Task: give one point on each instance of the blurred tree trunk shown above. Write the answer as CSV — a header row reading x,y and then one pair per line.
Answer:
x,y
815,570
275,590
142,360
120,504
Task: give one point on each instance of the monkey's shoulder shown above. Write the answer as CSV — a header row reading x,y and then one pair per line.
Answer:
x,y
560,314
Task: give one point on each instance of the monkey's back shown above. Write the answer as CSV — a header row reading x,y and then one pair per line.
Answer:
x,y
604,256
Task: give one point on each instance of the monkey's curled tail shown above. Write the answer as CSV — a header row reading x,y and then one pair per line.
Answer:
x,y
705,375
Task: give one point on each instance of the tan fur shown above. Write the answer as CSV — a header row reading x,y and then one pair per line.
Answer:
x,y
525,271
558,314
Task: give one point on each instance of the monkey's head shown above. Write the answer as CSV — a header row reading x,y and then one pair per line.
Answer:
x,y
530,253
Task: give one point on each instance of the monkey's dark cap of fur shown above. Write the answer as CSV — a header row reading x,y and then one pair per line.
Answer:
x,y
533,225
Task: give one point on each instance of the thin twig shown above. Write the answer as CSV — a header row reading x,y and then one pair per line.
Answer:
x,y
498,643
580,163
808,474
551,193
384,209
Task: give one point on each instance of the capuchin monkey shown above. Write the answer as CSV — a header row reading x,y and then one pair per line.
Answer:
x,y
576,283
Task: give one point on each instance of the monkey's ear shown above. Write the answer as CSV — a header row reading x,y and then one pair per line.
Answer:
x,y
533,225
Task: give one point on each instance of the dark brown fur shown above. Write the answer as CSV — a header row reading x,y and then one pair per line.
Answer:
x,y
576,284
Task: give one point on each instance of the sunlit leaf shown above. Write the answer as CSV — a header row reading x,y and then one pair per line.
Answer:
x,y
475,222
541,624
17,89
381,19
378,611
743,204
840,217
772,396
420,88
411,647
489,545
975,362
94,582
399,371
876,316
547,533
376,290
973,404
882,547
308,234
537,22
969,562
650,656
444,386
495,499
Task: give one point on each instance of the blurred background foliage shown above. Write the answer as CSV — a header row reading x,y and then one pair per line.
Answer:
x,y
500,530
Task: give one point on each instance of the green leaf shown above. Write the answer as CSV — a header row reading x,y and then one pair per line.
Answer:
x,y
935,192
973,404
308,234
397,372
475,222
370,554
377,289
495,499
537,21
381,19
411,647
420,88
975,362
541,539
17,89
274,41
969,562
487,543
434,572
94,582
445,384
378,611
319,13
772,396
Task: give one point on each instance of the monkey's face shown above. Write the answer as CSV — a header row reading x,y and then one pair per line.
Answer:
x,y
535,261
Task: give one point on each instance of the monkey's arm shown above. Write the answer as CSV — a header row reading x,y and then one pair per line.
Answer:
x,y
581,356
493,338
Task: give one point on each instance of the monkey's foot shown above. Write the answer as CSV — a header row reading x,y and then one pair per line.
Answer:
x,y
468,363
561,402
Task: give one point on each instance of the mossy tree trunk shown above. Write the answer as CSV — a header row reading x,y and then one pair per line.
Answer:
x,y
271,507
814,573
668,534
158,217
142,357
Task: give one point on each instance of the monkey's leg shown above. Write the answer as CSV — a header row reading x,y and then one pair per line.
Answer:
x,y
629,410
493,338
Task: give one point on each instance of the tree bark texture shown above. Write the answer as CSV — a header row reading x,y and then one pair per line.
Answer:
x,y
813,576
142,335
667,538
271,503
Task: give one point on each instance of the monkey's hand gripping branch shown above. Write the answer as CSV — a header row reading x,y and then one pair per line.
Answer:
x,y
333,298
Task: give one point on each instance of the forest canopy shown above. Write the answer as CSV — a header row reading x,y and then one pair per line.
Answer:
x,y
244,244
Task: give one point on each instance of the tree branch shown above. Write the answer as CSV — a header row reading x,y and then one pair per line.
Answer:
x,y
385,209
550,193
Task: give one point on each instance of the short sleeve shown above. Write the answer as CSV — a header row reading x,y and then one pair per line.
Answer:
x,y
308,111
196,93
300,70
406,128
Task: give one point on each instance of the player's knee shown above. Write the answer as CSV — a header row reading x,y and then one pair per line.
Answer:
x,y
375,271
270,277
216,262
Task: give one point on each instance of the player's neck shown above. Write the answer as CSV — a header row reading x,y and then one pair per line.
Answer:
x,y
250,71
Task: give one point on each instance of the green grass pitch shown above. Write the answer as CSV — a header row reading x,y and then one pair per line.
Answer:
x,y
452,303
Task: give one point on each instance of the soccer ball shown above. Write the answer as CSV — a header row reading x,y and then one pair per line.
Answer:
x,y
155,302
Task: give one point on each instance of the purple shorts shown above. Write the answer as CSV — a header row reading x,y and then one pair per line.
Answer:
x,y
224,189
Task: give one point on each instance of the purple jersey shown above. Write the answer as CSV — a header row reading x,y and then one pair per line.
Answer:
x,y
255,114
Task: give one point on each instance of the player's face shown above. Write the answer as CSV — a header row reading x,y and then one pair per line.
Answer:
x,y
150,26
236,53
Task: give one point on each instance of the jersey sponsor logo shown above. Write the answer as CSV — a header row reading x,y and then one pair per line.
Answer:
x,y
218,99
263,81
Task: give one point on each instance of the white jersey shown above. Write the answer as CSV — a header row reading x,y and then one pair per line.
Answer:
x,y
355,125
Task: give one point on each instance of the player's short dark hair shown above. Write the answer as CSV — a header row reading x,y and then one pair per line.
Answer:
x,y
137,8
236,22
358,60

** EXERCISE AIM **
Restate word for word the lines from the one holding "Task: give one point on each instance of the player's face" through the last line of the listing, omitting every earlier line.

** WRITTEN SOLUTION **
Task: give one point on each instance of the player's face shown above. Write the answer as CSV — a header row reading x,y and then one pair per line.
Answer:
x,y
150,26
236,53
Task: give one point on each instance of the jersey sponsor logo shown above. Write the answer as CSV — a header row reading x,y and then one pair per line.
Answer:
x,y
218,99
263,81
Task: give one point on each instance of the white jersey shown above. Write the answer as CSV — a header row reading x,y and then one pair per line.
Answer:
x,y
355,125
Task: give one point on each instance of the player's short dark hair shown above. Write the answer as CSV — a header row reading x,y and then one pair per line.
Answer:
x,y
137,8
236,22
358,60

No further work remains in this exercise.